Directions for this task: Pick up the commentary on Johnson's "new deal" speech after its last sentence and continue it.

Source document:
____________

Here was Johnson – his lockdown hair now so out of control that he may even be considering using himself to fail to clean up the floor of a flooded opticians – launching his “new deal”.
He is sometimes described as a lucky politician and the description is surely accurate, because a once in a 100-year public health and economic crisis has come along, and it turns out that the way to get over it was all there in the Tory manifesto six months ago.
In the end, Johnson stopped short of comparing himself to Franklin D Roosevelt. The extracts that had been sent out to the newspapers the night before did not appear. That you can no longer even believe what he hasn’t said is certainly an innovation.
Perhaps it was uncharacteristic modesty. After all, some people still take seriously the comparison between Johnson and Churchill, even though the only person to have made it seriously is Johnson himself, whose narcissism is so severe he could not get to the end of his Churchill biography without making it about himself.
Perhaps he realised that gently tweaking your election stump speech as the way out of the gravest global crisis in decades fell somewhat beneath the FDR comparison.

____________

Dataset excerpt:
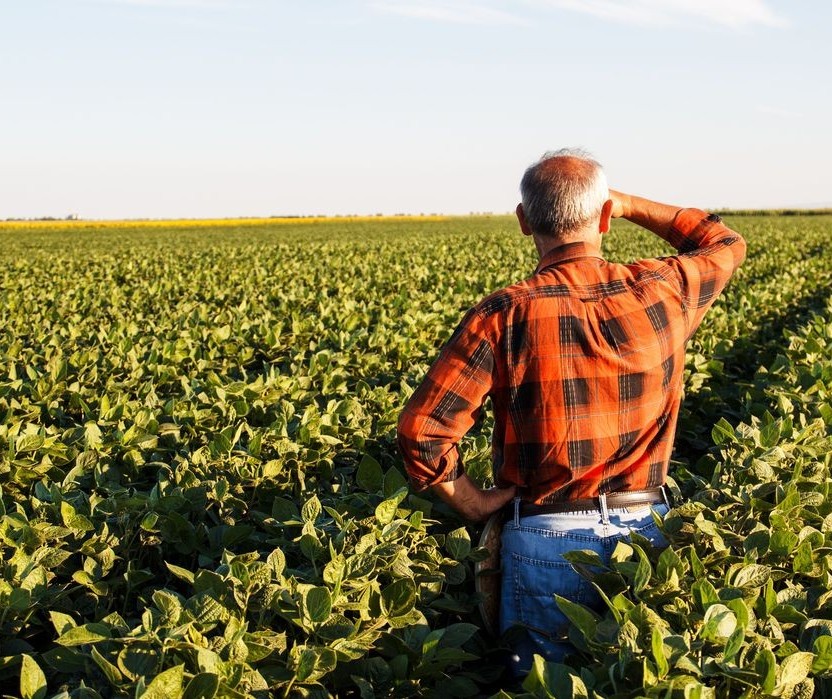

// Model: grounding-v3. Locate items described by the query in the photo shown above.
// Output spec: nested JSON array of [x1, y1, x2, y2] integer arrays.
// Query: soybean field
[[0, 215, 832, 699]]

____________

Result of the task:
Perhaps it’s because FDR rebuilt America by taking on the might of the Wall Street financiers like Rockefeller and JP Morgan, and in words borrowed by Jeremy Corbyn last year, told the people that he “invited their hatred”. When Johnson had a look at the bit in his speech where he would be telling the country to “clap for bankers”, he probably decided it just wouldn’t work.
Or perhaps he realised that once he’d done Churchill and Roosevelt, there is only one of the Big Three left, and when you’ve turned your country’s back on the world and are busy purging your enemies in the bureaucracy, now’s not the time to invite people to make the obvious comparisons.
In recent years, and for no apparent reason, Johnson has promised a bridge to Ireland and a bridge to France. But his way out of the pandemic is – here goes – £5bn worth of spending on infrastructure and a shake-up of building planning regulations.
£1.5bn of that £5bn, by the way, is to spend on schools, which is itself £5.5bn short of the sum the National Audit Office has said would be needed. But who knows, maybe £1.5bn will cover it, now that no one, least of all the prime minister, has a clue about how to get pupils back into them.
If really big, really bold ideas are required, perhaps Johnson might challenge someone to construct a bridge between what his government says and what it actually does. Obviously, the doomsters and the gloomsters will say it cannot be done, that such a feat of engineering lies outside the boundaries of the fundamental forces of physics. And they will, of course, be right.
Fortunately for said TV news producer, Johnson was done in time for them to cut to the House of Commons, where Theresa May pointed out to Michael Gove that on Saturday he had stood up, in public, and in a speech setting the pretext for him to smash up the civil service said the following words: “We must be able to promote those with proven expertise.” And then, 24 hours later, they forced out the national security advisor and replaced him with one of their mates, with no expertise in the area at all.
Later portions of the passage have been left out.